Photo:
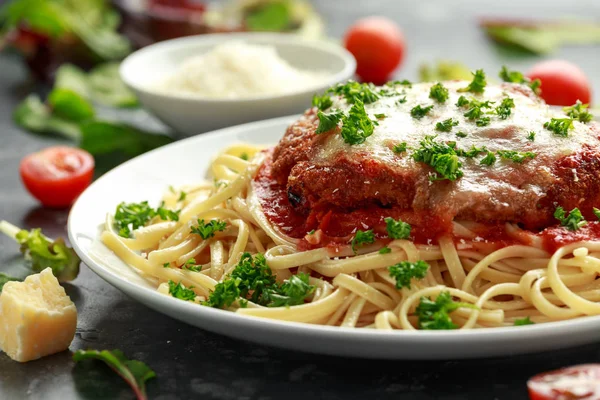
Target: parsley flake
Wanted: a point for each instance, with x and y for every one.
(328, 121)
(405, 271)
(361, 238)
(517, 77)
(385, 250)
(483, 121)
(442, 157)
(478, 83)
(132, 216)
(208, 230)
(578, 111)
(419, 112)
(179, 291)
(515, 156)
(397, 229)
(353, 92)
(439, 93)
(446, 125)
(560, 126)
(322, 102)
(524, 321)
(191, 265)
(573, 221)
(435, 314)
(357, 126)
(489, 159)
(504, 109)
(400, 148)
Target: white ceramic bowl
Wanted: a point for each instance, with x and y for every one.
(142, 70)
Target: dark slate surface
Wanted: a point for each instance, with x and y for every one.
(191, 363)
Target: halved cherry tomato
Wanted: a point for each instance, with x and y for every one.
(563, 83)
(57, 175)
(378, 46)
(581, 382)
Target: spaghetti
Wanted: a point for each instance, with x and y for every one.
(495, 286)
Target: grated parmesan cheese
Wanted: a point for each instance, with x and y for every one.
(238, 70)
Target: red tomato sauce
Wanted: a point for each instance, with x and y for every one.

• **Set task**:
Rewrite all of the material above, replacing every "instance" with "occurrence" and leaving everything else unchanged. Omit the pictures from your answer.

• **Task result**:
Photo:
Target: parsley flake
Wanted: a point for each occurrence, with x and y for every one.
(328, 121)
(405, 271)
(361, 238)
(517, 77)
(385, 250)
(483, 121)
(442, 157)
(478, 83)
(132, 216)
(208, 230)
(578, 111)
(419, 112)
(179, 291)
(515, 156)
(397, 229)
(353, 92)
(439, 93)
(446, 125)
(560, 126)
(322, 102)
(524, 321)
(191, 265)
(573, 221)
(435, 314)
(357, 126)
(489, 159)
(504, 109)
(400, 148)
Target: white ceramic bowl
Wanted: a point for each occurrence, with x and y for every one.
(142, 70)
Target: dark slate surface
Wanted: a point for each occurrence, with x and y for every one.
(191, 363)
Target: halved cherry tomato
Wanted: a point for each occurrence, with x and y for every one.
(563, 83)
(57, 175)
(378, 46)
(581, 382)
Target: spaghetti
Wanted: a point for each occurrence, with x and y for every one.
(495, 286)
Target: grated parmesan cheese
Wanted: a point for each occurrence, with x and y for every one.
(238, 70)
Target: red tomato sauce
Wanted: a point for each occurrence, with x and y for every one.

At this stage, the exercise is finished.